>> begin Reading text

Roles in Roleplaying Games

Well I find it off-putting that you can't understand why the way you approach concepts would be unsatisfactory for many players because of a lack of actual mechnical support for the concept and/or the amount of cost inherent in fulfilling the mechanical weight they want for the concept.

I haven't been clear enough. I do understand why my approach won't satisfy other players. As the DM of those players I would work with them to best realize the concept and mechanics they wish to achieve. I only have a problem when I'm completely satisfied with my concept and the approach I've taken to achieve it but others are unwilling to budge on basic class fluff. I can understand it in a case like the "Intersect Fighter" because that really pushes boundaries. But having a character that "fires up his blood" that isn't from a backwoods tribe seems more than reasonable IMO. I remember the discussion board complaints well regarding the induced illiteracy of the class, deriding the idea that only uneducated wilderness folk can "get mad," so I'm surely not the only one who believes that the class shouldn't be pigeonholed into the narrow background that many put it in, even if the standard fluff says so.
 

log in or register to remove this ad

Everyone has a different reaction to these things.

Honestly I am not sure why roles were such a turn-off for me in 4E. It was one of a number of changes I reacted pretty negatively to. It could be any number of things. I suspect it isn't just one reason but many. Part of it is it seems to really place the emphasis on combat and dungeon crawl. I know people have designed parties around combat functions for a while, but even back in 2E or 3E I never liked designing a party like that. It was just not organic enough for me. To me having three spell casters in a party was fine, not having a cleric wasn't a problem, a group of all fighters could be a blast. But for me combat was rarely the focus of the game (it had its place but how well a character performed in battle was only a part of his value to the party).

>> end Reading text

Pick up the discussion of roles in roleplaying games and carry it on from its final sentence.

>> begin Provided material

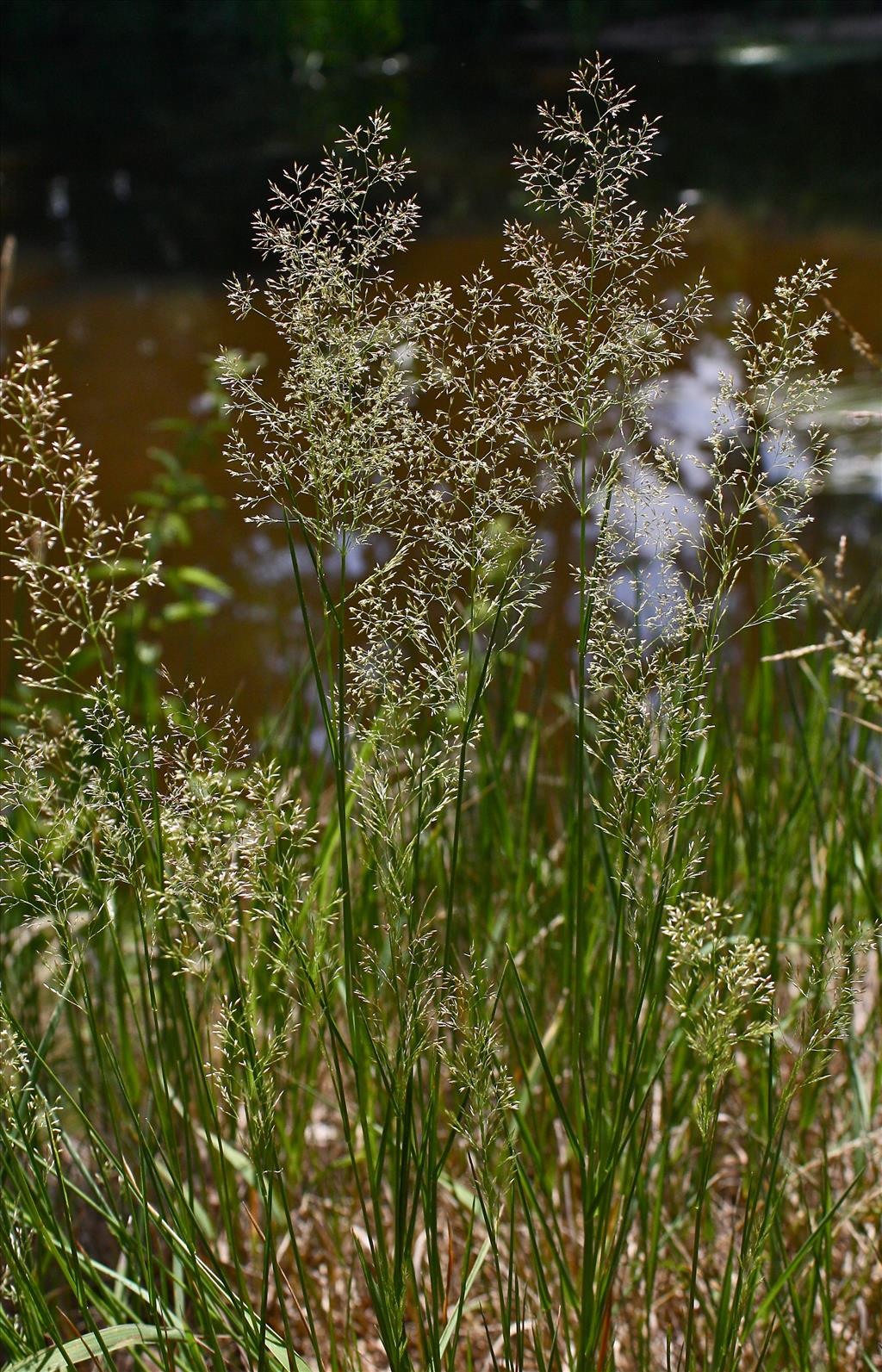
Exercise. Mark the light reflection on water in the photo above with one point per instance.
(134, 351)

>> end Provided material

• **Output of the task**
I think another reason I didn't like the role concept was it felt like the designers were holding my hand, but at the same time limiting my options. It also seemed kind of muddled having both classes and roles. In my opinion one of the things 3e got right was the multiclassing system. I really liked the flexibility of it and it was way more streamlined than previous editions. It was the one aspect of the game I felt really should be preserved in the next edition. But roles and open multiclassing are somewhat opposed notions.

At the end of the day though, I just found the concept very distasteful for some reason.
 

The names inspire vague archetypes, and I was wondering what the class rules are like. Also, are they pigeon-holing -- can't you have a scholarly treasure-hunter or a wandering scholar?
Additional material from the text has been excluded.